▶ _Required action_:
Each line from the one holding "dark green foliage" through the final line of the data below is to be given again exactly, and no other line is to appear.

▶ _Data to process_:
↓↓↓
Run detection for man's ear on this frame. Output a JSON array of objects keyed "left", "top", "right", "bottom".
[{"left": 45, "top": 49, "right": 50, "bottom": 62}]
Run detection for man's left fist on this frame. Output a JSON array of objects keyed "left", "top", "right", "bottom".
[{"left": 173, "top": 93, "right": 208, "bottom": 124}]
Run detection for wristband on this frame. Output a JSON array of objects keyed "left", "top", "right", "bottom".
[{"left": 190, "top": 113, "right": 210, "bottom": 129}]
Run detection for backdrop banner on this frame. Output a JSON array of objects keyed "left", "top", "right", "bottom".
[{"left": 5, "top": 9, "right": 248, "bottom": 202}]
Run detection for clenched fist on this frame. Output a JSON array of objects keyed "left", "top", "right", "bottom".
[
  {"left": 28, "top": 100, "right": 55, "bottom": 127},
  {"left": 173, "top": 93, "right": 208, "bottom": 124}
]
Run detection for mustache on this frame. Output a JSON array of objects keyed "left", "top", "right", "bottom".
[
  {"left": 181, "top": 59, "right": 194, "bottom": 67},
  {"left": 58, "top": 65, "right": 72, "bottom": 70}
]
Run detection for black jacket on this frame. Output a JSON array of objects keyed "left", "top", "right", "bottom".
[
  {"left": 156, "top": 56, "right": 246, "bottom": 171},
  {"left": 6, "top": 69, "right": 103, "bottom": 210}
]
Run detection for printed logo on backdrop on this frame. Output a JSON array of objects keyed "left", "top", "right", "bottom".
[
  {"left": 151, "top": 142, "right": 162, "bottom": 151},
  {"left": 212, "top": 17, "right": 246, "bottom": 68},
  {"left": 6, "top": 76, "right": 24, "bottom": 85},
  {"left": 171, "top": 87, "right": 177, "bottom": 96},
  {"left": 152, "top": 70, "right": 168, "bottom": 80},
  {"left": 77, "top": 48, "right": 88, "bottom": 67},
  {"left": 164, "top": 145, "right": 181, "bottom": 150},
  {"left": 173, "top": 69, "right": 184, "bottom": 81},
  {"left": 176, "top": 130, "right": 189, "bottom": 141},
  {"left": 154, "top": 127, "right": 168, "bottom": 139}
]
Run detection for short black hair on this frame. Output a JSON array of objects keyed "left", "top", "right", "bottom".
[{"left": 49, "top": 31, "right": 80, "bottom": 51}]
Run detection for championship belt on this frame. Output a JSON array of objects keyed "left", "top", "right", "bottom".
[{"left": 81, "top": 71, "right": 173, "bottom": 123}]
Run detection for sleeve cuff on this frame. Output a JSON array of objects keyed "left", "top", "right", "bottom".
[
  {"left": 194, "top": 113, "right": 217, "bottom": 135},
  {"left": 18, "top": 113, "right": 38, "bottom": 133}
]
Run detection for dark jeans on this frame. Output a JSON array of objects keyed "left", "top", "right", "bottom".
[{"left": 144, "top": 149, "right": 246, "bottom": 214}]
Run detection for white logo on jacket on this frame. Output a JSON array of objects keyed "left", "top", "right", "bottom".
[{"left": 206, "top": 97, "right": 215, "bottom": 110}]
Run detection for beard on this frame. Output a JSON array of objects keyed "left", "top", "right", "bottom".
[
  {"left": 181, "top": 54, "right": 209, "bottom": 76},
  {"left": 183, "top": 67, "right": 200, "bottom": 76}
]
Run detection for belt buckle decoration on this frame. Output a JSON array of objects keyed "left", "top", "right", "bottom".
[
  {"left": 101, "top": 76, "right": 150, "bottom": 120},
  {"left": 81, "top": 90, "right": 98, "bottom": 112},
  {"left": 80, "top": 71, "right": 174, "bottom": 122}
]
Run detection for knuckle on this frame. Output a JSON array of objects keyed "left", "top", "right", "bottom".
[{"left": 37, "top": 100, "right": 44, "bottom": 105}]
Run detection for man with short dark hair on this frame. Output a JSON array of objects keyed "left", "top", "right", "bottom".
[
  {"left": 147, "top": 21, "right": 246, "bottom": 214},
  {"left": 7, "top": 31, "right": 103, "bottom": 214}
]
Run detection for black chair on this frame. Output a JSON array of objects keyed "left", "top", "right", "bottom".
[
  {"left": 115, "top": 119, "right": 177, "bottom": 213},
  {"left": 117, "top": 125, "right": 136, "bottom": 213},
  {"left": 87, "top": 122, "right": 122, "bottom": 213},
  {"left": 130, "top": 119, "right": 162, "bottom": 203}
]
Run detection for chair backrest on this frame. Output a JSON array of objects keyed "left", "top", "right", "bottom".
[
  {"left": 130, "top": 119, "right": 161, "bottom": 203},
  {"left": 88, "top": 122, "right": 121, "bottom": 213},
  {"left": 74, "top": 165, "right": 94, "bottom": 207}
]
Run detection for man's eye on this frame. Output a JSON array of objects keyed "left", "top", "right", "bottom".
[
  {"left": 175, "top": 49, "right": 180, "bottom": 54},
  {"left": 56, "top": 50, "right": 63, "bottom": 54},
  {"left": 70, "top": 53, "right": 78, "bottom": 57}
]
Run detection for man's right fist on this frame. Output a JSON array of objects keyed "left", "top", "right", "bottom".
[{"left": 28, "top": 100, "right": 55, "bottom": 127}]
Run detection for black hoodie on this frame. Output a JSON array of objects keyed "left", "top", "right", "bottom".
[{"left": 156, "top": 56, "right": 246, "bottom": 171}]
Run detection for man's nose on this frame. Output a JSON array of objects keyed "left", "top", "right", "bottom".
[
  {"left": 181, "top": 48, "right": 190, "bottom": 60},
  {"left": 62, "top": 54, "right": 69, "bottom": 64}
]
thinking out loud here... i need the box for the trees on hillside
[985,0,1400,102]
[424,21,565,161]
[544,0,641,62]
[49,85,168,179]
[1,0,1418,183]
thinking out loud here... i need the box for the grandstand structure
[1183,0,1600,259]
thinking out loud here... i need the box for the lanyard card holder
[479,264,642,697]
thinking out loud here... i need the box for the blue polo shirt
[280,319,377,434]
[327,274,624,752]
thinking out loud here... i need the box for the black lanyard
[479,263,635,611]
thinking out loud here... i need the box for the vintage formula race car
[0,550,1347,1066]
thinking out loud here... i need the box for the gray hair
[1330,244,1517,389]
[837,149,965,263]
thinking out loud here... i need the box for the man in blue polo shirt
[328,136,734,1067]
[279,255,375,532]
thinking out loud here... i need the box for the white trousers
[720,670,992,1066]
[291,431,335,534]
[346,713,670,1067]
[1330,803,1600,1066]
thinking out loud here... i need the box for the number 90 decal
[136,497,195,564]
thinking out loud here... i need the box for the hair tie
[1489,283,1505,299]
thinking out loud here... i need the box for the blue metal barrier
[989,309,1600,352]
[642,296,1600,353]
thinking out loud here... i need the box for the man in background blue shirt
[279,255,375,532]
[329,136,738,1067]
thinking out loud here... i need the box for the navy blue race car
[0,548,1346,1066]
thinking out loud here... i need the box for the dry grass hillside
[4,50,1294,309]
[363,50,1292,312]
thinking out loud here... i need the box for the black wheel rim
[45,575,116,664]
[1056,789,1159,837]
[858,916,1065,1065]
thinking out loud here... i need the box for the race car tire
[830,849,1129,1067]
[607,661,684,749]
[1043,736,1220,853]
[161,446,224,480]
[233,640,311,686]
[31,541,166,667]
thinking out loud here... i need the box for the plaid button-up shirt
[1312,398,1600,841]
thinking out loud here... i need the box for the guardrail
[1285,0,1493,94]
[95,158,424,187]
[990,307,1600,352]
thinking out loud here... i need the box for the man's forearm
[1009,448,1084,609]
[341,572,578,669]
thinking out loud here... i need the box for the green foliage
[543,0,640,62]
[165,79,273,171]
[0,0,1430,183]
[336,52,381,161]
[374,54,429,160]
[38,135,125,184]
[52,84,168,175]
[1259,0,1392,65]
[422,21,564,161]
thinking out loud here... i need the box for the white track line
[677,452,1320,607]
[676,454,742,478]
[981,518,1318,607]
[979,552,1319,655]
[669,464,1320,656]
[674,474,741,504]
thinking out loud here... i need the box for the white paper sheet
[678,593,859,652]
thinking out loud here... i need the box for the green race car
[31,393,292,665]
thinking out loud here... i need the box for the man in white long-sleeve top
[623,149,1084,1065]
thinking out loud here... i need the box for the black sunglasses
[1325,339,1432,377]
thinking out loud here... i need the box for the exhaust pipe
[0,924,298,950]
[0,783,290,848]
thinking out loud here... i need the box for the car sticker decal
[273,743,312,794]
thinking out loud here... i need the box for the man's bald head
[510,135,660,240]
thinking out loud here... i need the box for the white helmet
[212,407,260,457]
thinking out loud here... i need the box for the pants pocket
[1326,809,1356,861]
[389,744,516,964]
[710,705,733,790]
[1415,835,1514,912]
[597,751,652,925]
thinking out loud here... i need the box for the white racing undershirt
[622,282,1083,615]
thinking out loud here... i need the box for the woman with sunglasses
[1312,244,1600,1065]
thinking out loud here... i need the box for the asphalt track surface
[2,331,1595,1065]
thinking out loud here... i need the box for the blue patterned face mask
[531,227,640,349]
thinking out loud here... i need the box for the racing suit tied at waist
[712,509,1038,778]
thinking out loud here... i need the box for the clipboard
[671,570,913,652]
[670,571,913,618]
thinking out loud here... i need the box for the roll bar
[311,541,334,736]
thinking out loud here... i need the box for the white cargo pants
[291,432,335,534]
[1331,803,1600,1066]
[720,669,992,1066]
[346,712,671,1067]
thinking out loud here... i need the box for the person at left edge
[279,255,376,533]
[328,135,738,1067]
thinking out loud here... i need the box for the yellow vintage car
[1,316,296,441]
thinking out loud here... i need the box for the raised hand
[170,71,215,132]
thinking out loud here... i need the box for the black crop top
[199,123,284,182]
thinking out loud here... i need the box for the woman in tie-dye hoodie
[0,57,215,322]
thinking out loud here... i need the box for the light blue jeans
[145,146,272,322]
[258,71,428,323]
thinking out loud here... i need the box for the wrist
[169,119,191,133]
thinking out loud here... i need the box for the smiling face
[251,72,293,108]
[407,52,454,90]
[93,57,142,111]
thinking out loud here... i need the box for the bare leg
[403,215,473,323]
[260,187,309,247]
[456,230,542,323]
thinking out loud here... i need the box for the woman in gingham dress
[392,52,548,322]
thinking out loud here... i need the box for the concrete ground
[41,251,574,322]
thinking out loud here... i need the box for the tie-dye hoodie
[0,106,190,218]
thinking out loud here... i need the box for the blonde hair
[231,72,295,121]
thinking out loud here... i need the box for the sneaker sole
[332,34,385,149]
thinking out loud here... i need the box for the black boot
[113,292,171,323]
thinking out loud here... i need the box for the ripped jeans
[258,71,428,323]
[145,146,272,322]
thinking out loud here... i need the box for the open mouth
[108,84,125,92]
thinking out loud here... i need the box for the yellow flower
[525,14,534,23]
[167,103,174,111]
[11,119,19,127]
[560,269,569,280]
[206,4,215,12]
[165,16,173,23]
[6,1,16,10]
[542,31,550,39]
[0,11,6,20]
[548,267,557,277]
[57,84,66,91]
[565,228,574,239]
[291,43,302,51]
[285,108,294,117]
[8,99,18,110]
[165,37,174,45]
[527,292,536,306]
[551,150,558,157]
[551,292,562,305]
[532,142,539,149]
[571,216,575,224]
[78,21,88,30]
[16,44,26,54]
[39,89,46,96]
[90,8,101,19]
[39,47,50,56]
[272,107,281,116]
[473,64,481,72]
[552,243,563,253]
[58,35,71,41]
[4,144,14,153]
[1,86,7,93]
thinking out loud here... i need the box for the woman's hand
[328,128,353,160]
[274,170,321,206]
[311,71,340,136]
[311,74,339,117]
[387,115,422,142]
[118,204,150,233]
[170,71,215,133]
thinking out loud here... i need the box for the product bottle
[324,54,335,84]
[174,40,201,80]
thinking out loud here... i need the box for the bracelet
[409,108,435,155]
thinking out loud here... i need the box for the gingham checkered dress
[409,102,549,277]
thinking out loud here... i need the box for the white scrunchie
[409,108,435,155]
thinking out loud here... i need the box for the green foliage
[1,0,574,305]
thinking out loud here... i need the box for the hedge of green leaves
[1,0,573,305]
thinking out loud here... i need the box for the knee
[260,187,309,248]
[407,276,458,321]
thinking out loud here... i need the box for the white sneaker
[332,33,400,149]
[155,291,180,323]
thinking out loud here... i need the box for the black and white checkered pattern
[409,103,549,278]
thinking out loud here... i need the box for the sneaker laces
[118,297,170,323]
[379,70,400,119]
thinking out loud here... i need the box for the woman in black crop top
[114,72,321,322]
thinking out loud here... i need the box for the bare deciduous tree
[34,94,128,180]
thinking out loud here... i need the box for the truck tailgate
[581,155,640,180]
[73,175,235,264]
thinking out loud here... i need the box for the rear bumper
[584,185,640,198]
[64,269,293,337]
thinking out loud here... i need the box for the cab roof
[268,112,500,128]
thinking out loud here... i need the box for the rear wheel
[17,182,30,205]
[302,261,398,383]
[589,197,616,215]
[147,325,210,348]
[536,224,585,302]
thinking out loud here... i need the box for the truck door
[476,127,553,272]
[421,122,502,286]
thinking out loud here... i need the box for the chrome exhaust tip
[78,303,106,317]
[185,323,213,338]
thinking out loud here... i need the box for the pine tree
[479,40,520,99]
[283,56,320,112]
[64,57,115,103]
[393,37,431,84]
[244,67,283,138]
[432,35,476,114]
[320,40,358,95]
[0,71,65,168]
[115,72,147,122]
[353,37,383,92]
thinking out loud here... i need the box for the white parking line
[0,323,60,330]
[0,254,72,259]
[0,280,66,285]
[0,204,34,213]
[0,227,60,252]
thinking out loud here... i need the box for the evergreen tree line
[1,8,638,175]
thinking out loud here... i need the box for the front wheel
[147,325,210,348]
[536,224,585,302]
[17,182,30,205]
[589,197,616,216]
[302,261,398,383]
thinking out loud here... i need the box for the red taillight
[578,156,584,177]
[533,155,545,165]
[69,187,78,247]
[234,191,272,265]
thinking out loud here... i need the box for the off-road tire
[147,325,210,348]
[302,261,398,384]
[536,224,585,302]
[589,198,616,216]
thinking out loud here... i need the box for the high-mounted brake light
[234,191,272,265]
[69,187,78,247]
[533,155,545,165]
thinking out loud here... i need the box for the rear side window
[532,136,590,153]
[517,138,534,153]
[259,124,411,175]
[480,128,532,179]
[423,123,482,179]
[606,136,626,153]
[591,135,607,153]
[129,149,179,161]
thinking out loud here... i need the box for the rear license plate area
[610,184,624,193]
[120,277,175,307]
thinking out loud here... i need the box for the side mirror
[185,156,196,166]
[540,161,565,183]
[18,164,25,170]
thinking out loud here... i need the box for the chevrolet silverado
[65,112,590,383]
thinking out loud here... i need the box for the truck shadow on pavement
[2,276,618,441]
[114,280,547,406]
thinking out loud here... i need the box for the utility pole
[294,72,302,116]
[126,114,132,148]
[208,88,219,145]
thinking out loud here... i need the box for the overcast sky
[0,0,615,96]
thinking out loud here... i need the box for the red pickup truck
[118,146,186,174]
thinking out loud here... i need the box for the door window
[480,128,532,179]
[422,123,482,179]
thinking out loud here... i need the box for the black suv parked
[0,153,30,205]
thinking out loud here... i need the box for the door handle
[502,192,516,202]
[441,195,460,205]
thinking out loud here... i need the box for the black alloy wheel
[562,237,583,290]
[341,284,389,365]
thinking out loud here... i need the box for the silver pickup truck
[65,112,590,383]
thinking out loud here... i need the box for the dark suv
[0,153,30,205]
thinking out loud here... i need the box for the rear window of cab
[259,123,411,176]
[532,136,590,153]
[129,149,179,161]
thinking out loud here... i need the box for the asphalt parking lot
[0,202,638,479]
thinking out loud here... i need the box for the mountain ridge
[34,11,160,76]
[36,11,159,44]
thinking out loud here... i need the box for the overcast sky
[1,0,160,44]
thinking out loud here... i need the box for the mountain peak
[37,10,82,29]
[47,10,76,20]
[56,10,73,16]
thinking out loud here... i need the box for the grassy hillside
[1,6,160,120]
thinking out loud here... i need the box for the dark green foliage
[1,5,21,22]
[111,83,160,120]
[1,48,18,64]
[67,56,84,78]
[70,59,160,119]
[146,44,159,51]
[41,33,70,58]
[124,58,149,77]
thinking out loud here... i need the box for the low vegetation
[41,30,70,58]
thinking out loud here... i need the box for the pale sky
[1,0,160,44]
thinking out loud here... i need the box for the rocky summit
↑↑↑
▶ _Result_:
thinking out loud here... i need the box for the dark green foliage
[1,5,21,22]
[111,83,160,120]
[1,48,18,64]
[67,56,84,78]
[70,59,160,119]
[146,44,159,51]
[41,33,70,58]
[124,58,149,77]
thinking out loud here... i need the box for the low vegetation
[41,30,70,58]
thinking out loud here... i need the box for the pale sky
[1,0,160,44]
thinking out loud here... i need the box for the rocky summit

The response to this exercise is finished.